If you can, try to locate an Endurance rider in your area that you can ride with. I take weekly lessons with a husband/wife Endurance team and it is SO much fun and has helped immensely in understanding the sport and how to properly condition not only myself for the ride, but a horse as well. Volunteering at rides is also a great way to learn more and meet people.

AERC
Green Bean Endurance


----------



## tim62988 (Aug 30, 2012)

http://www.horseforum.com/member-journals/going-distance-my-endurance-adventures-711762/

^this thread will give you some insight

also depending upon the region check into competitive trail rides, shorter than endurance but many of the same principals apply


----------



## lsdrider (Jun 27, 2012)

Saddle him up and hit the trails, roads, etc.

Start now and you guys can be ready for fall races. It takes time to harden tendons, ligaments, etc. WTC, DO NOT RUN!!! 

Take him camping.

Attend races and help out. (an invaluable learning experience) 

Do intro rides and CMO's.


----------



## 4horses (Nov 26, 2012)

I've come to the conclusion that endurance is not for me. We are talking about trotting 25 miles in about 3 hours or so. I like trotting, but certainly not that much! Keep in mind most trail riders cover about 10-15 miles in 3 hours at a relaxed pace.

SUPPLIED INFORMATION:
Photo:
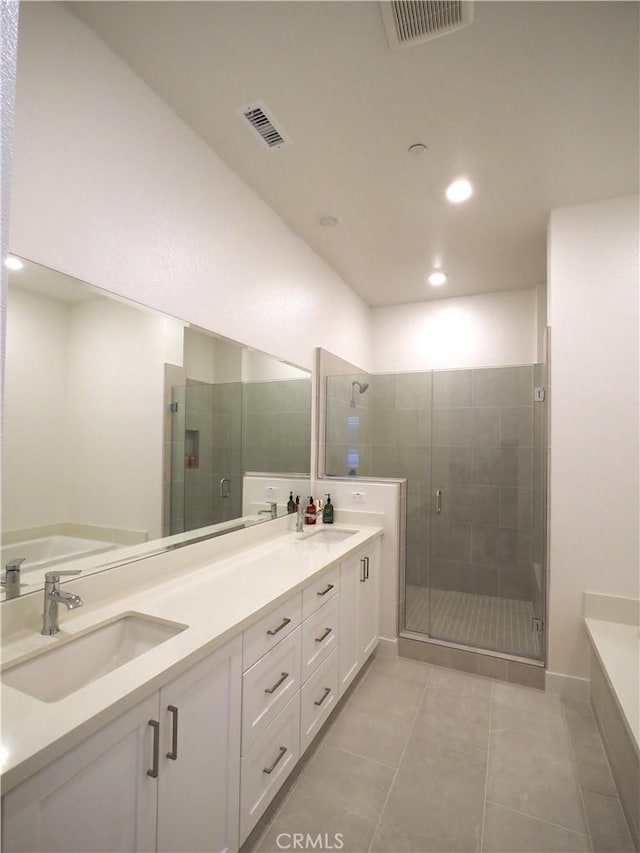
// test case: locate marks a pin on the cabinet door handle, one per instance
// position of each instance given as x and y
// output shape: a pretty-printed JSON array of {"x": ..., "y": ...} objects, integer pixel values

TASK SET:
[1] Which usernames appear in the post headers of the endurance riding thread?
[2] Take the endurance riding thread further, picking up after its last sentence.

TASK RESPONSES:
[1] tim62988, lsdrider, 4horses

[2]
Competitive trail sounds more interesting to me. 

Kudos to you if you can post the trot for 25 miles, but that doesn't sound like something my knees would be happy with. 

Now i suppose i could do 25 miles on my paso with an hour or two break for lunch in the middle and a nice relaxed pace. But that would be a trail ride, not endurance...


----------



## phantomhorse13 (Feb 18, 2011)

OP, where are you located? Many areas have their own distance riding organizations and being able to connect with people close to you is a great asset.


----------



## Alassea (Jul 8, 2017)

Thank you so much everyone for your thoughts and advice! I looked up those FB groups to join, and I will definitely do some research to see what my offers in the way of rides and riders. Thanks again!!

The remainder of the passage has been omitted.